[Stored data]
:::
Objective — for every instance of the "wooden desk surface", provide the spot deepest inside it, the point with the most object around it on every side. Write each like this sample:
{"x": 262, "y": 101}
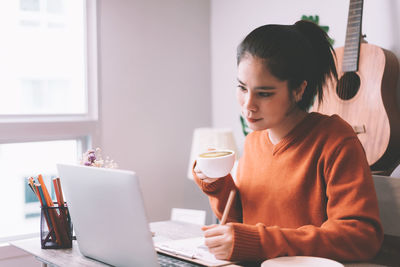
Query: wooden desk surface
{"x": 73, "y": 257}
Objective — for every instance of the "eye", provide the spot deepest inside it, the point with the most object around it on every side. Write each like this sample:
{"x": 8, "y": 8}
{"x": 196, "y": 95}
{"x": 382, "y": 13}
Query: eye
{"x": 265, "y": 94}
:::
Written task — Can you rewrite all the records with every "deepest" changed to "most central" and everything else left as it is? Leave the pictures out of your answer.

The response —
Objective — for every instance of the "wooden desk surface", provide the spot most central inside it, the point with the most object around it on every side. Write each like this sample:
{"x": 262, "y": 101}
Query: wooden desk surface
{"x": 73, "y": 257}
Objective — for every instance of the "eye", provide the spot most central inside it, the point with the most object around it on every side. Write each like this sample:
{"x": 8, "y": 8}
{"x": 196, "y": 95}
{"x": 382, "y": 13}
Query: eye
{"x": 265, "y": 94}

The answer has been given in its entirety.